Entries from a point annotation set
+++

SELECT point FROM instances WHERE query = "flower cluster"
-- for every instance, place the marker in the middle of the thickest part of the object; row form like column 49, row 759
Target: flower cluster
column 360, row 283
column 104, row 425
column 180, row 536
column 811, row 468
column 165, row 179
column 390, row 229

+++

Lay out the records above as a two-column CSV with the header input,output, giving one row per record. Put each record's text and its answer in one quoted field each, and replace every line break with a space.

Answer to the problem:
input,output
"SELECT point FROM instances WHERE query = ""flower cluster"" -- for every instance, place the marker in the middle of the thickest part of the object; row form like column 49, row 759 Target: flower cluster","column 360, row 283 column 104, row 425 column 180, row 536 column 811, row 468 column 165, row 179 column 390, row 229"